··· SUPPLIED TEXT
Last month, after much debate, Gov. Mark Dayton signed legislation establishing a competitive online marketplace where Minnesotans will be able to choose the quality health insurance they need at a price they can afford.
The Minnesota Health Insurance Exchange, now known as “MNsure,” is the most significant health insurance reform Minnesota has seen in 50 years. For the first time in state history, consumers will be on the same level playing field as the insurance companies. Health insurers will have to compete for consumers’ business.
Health insurance exchanges have long earned the support of both political parties. The concept originated with the Heritage Foundation, a conservative think tank. Before President Obama included exchanges in the Affordable Care Act, former Minnesota Gov. Tim Pawlenty and former Massachusetts Gov. Mitt Romney supported state-based health insurance exchanges.
Rather than accepting a one-size-fits-all, federally mandated exchange, Minnesota took the opportunity to build an exchange tailored to meet the needs of its residents and the state’s exceptional health care system.
As a result, an estimated 1.3 million Minnesotans will access high-quality, affordable health insurance by using MNsure, including 300,000 uninsured Minnesotans and 155,000 small-business employees. Minnesotans will save an estimated $1 billion by 2016 through the exchange, with the average premium dropping by 30 percent and the average family saving $500 annually.
Small businesses — which currently pay 18 percent more on health care than larger businesses — will save up to 7.5 percent on premiums by leveraging their buying power.
In Massachusetts, where there is already an exchange thanks to Romney, individuals have seen premiums drop by 21 percent, and families have seen a 40 percent decrease. In the rest of the nation over the same period, premiums have increased by 13 percent for individuals and 14 percent for families.
In Minnesota, uncompensated care costs will decrease by more than $150 million as people seek more preventive care and use emergency rooms less. Every taxpayer will benefit from those savings.
······
··· DATA FOR ANALYSIS
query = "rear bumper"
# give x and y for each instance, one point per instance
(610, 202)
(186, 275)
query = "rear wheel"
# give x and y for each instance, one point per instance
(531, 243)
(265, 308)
······
* _STUDY QUESTIONS_:
1. Translate this sentence from the MNsure article into Spanish: "Health insurers will have to compete for consumers’ business."
2. Answer these questions using the MNsure article:
(a) Where did the concept of health insurance exchanges originate?
(b) How much more do small businesses currently pay on health care than larger businesses?
(c) By how much will uncompensated care costs in Minnesota decrease?
3. Please say whether each statement agrees with the MNsure article. Answer yes or no, and quote the words that decide it.
(a) The average family will save $500 a year through the exchange.
(b) Families in Massachusetts have seen premiums drop by 21 percent.
(c) Minnesota accepted the federally mandated exchange.

* _LIST OF ANSWERS_:
1. Las aseguradoras de salud tendrán que competir por el negocio de los consumidores.

2.
(a) The Heritage Foundation, a conservative think tank.
(b) 18 percent more.
(c) By more than $150 million.

3.
(a) Yes: "the average family saving $500 annually"
(b) No: "families have seen a 40 percent decrease"
(c) No: "Rather than accepting a one-size-fits-all, federally mandated exchange, Minnesota took the opportunity to build an exchange tailored to meet the needs of its residents"